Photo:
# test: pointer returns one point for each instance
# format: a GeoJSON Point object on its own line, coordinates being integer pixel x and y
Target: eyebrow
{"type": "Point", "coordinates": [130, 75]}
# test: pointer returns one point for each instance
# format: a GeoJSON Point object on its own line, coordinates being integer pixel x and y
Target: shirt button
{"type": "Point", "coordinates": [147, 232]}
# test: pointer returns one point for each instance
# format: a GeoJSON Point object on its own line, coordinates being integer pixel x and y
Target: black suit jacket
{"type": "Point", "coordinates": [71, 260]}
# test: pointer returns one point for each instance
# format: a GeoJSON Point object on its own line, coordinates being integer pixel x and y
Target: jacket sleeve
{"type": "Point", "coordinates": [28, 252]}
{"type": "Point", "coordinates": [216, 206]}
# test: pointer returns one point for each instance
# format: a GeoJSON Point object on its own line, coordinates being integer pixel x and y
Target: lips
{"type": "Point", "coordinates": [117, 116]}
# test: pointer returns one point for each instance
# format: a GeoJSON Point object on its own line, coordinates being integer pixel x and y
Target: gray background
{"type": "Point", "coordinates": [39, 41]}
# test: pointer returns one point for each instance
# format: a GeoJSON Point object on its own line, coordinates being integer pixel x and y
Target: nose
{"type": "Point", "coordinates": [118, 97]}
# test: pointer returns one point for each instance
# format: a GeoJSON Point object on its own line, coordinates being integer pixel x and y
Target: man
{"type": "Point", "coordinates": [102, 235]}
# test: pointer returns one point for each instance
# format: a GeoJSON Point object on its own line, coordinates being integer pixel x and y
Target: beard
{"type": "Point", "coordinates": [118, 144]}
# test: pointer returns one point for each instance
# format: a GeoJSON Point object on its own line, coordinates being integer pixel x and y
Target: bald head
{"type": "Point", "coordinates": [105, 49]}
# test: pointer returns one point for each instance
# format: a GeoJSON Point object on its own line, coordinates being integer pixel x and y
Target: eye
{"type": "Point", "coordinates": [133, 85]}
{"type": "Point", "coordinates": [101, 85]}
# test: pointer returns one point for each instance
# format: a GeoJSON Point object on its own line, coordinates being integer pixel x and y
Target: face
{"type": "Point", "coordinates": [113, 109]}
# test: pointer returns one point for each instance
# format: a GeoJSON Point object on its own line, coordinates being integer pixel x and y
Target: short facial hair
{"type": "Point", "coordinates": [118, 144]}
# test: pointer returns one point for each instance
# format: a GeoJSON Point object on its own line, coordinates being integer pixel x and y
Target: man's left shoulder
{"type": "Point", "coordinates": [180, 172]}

********

Assignment: In full and without alteration, transcribe the listing above.

Response to the exercise:
Photo:
# test: pointer returns one point for each instance
# format: a GeoJSON Point object on its own line, coordinates being integer pixel x and y
Target: eyebrow
{"type": "Point", "coordinates": [130, 75]}
# test: pointer returns one point for each instance
# format: a GeoJSON Point object on its own line, coordinates being integer pixel x and y
Target: shirt button
{"type": "Point", "coordinates": [147, 232]}
# test: pointer returns one point for each instance
# format: a GeoJSON Point object on its own line, coordinates being integer pixel x and y
Target: black suit jacket
{"type": "Point", "coordinates": [71, 260]}
# test: pointer returns one point for each instance
# format: a GeoJSON Point object on its own line, coordinates being integer pixel x and y
Target: jacket sleeve
{"type": "Point", "coordinates": [28, 252]}
{"type": "Point", "coordinates": [216, 206]}
# test: pointer returns one point for each instance
# format: a GeoJSON Point object on its own line, coordinates being integer pixel x and y
Target: lips
{"type": "Point", "coordinates": [117, 116]}
# test: pointer returns one point for each instance
# format: a GeoJSON Point object on its own line, coordinates being integer pixel x and y
Target: gray background
{"type": "Point", "coordinates": [39, 41]}
# test: pointer returns one point for each instance
# format: a GeoJSON Point object on its own line, coordinates being integer pixel x and y
Target: nose
{"type": "Point", "coordinates": [118, 97]}
# test: pointer returns one point for each instance
# format: a GeoJSON Point object on its own line, coordinates being integer pixel x and y
Target: man
{"type": "Point", "coordinates": [102, 235]}
# test: pointer returns one point for each instance
# format: a GeoJSON Point object on its own line, coordinates being integer pixel x and y
Target: beard
{"type": "Point", "coordinates": [118, 144]}
# test: pointer returns one point for each instance
# format: a GeoJSON Point object on its own line, coordinates being integer pixel x and y
Target: bald head
{"type": "Point", "coordinates": [105, 49]}
# test: pointer returns one point for each instance
# format: a GeoJSON Point object on its own line, coordinates being integer pixel x and y
Target: eye
{"type": "Point", "coordinates": [133, 85]}
{"type": "Point", "coordinates": [101, 85]}
# test: pointer returns one point for each instance
# format: a GeoJSON Point object on its own line, coordinates being integer pixel x and y
Target: face
{"type": "Point", "coordinates": [113, 109]}
# test: pointer returns one point for each instance
# format: a GeoJSON Point object on its own line, coordinates being integer pixel x and y
Target: short facial hair
{"type": "Point", "coordinates": [118, 144]}
# test: pointer returns one point for each instance
# format: a GeoJSON Point object on its own line, coordinates being integer pixel x and y
Target: man's left shoulder
{"type": "Point", "coordinates": [180, 172]}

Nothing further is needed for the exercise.